(Problem) Every record that follows should be written out again without any change.
Source material section start
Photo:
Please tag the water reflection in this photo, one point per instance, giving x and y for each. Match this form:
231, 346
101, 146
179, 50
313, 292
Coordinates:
Source material section end
(Answer section)
Photo:
Please tag the water reflection in this photo, one point per instance, giving x and y for each. Match this form:
231, 346
101, 146
179, 50
313, 292
Coordinates:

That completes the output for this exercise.